(Directive): Rewrite all of the records below as a numbered list, skipping blank lines and leaving the pictures out of your answer.
***** Data extract
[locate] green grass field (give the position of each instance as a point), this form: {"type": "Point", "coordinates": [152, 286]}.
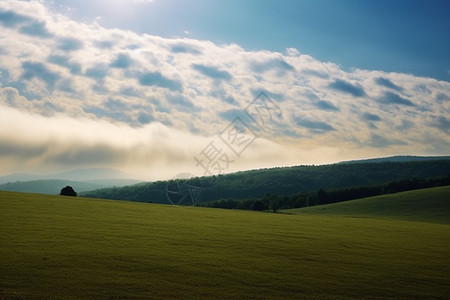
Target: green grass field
{"type": "Point", "coordinates": [428, 205]}
{"type": "Point", "coordinates": [56, 247]}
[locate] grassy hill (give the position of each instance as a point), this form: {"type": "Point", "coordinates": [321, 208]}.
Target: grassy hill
{"type": "Point", "coordinates": [54, 186]}
{"type": "Point", "coordinates": [62, 247]}
{"type": "Point", "coordinates": [429, 205]}
{"type": "Point", "coordinates": [284, 181]}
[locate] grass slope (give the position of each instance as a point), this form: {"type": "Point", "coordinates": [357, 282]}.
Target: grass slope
{"type": "Point", "coordinates": [57, 247]}
{"type": "Point", "coordinates": [429, 205]}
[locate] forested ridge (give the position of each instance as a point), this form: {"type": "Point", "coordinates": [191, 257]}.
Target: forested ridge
{"type": "Point", "coordinates": [283, 181]}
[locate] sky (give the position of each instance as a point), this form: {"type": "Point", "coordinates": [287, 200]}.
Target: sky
{"type": "Point", "coordinates": [163, 87]}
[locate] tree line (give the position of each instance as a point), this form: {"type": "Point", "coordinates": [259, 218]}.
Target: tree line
{"type": "Point", "coordinates": [292, 181]}
{"type": "Point", "coordinates": [321, 196]}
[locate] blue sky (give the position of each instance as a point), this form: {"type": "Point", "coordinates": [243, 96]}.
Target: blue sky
{"type": "Point", "coordinates": [157, 88]}
{"type": "Point", "coordinates": [396, 36]}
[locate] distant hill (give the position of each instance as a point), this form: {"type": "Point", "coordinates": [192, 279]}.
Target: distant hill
{"type": "Point", "coordinates": [80, 179]}
{"type": "Point", "coordinates": [430, 205]}
{"type": "Point", "coordinates": [280, 181]}
{"type": "Point", "coordinates": [75, 175]}
{"type": "Point", "coordinates": [397, 158]}
{"type": "Point", "coordinates": [54, 186]}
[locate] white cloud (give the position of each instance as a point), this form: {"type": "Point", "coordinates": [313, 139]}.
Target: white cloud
{"type": "Point", "coordinates": [144, 87]}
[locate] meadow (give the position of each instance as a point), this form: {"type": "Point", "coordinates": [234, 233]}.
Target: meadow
{"type": "Point", "coordinates": [71, 248]}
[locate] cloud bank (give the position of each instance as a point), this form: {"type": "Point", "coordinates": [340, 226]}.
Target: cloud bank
{"type": "Point", "coordinates": [75, 95]}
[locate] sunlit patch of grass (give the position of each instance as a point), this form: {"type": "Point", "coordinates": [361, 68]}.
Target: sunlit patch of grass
{"type": "Point", "coordinates": [63, 247]}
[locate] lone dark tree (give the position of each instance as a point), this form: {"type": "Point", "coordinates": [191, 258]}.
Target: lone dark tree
{"type": "Point", "coordinates": [68, 191]}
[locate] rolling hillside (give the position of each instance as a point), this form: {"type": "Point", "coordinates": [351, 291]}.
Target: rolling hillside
{"type": "Point", "coordinates": [57, 247]}
{"type": "Point", "coordinates": [429, 205]}
{"type": "Point", "coordinates": [53, 186]}
{"type": "Point", "coordinates": [283, 181]}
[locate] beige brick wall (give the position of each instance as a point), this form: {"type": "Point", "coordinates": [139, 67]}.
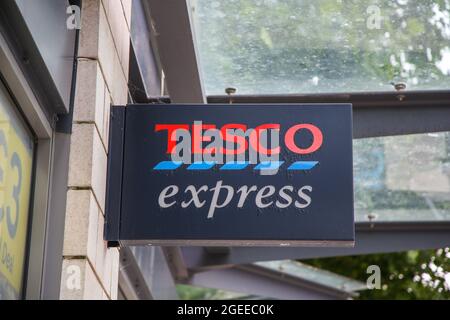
**********
(The completed task):
1. [locate] green grass field (give the position of each instance as a point), this form: {"type": "Point", "coordinates": [152, 286]}.
2. Target: green grass field
3. {"type": "Point", "coordinates": [428, 205]}
4. {"type": "Point", "coordinates": [56, 247]}
5. [locate] grassy hill (give the position of each instance as a point), this form: {"type": "Point", "coordinates": [321, 208]}.
6. Target: grassy hill
7. {"type": "Point", "coordinates": [54, 186]}
8. {"type": "Point", "coordinates": [62, 247]}
9. {"type": "Point", "coordinates": [429, 205]}
10. {"type": "Point", "coordinates": [284, 181]}
11. [locate] grass slope (give the position of each instance as a point), this form: {"type": "Point", "coordinates": [357, 282]}.
12. Target: grass slope
13. {"type": "Point", "coordinates": [57, 247]}
14. {"type": "Point", "coordinates": [429, 205]}
15. [locate] forested ridge (give the position of each instance as a point), this form: {"type": "Point", "coordinates": [191, 257]}.
16. Target: forested ridge
17. {"type": "Point", "coordinates": [283, 181]}
18. [locate] sky (give the position of each instance as a point), this form: {"type": "Point", "coordinates": [287, 200]}.
19. Target: sky
20. {"type": "Point", "coordinates": [163, 87]}
21. [locate] tree line (give the position of each instance as a point), this form: {"type": "Point", "coordinates": [259, 218]}.
22. Target: tree line
23. {"type": "Point", "coordinates": [292, 181]}
24. {"type": "Point", "coordinates": [321, 196]}
25. [locate] blue sky (give the position of each instance as a point), this form: {"type": "Point", "coordinates": [243, 96]}.
26. Target: blue sky
27. {"type": "Point", "coordinates": [157, 88]}
28. {"type": "Point", "coordinates": [396, 36]}
29. [locate] distant hill (give the position of each instance as a point), this form: {"type": "Point", "coordinates": [192, 279]}.
30. Target: distant hill
31. {"type": "Point", "coordinates": [80, 179]}
32. {"type": "Point", "coordinates": [430, 205]}
33. {"type": "Point", "coordinates": [280, 181]}
34. {"type": "Point", "coordinates": [75, 175]}
35. {"type": "Point", "coordinates": [397, 158]}
36. {"type": "Point", "coordinates": [54, 186]}
37. [locate] white cloud (give the position of each instance as a point), this form: {"type": "Point", "coordinates": [313, 139]}.
38. Target: white cloud
39. {"type": "Point", "coordinates": [144, 87]}
40. [locate] meadow (give the position of each instance as a point), this form: {"type": "Point", "coordinates": [234, 233]}.
41. Target: meadow
42. {"type": "Point", "coordinates": [71, 248]}
43. [locate] cloud bank (give the position of each instance as a point), this form: {"type": "Point", "coordinates": [340, 226]}.
44. Target: cloud bank
45. {"type": "Point", "coordinates": [75, 95]}
46. [locate] sunlit patch of grass (give the position of each instance as a point), this form: {"type": "Point", "coordinates": [361, 68]}.
47. Target: sunlit patch of grass
48. {"type": "Point", "coordinates": [63, 247]}
49. [locate] lone dark tree (give the position of each instance as a point), this form: {"type": "Point", "coordinates": [191, 258]}.
50. Target: lone dark tree
51. {"type": "Point", "coordinates": [68, 191]}
52. [locate] rolling hillside (give the position of each instance as a point), this form: {"type": "Point", "coordinates": [351, 291]}.
53. Target: rolling hillside
54. {"type": "Point", "coordinates": [57, 247]}
55. {"type": "Point", "coordinates": [429, 205]}
56. {"type": "Point", "coordinates": [53, 186]}
57. {"type": "Point", "coordinates": [283, 181]}
58. [locate] beige brick wall (give the position of each instance as a point), this form: {"type": "Point", "coordinates": [139, 67]}.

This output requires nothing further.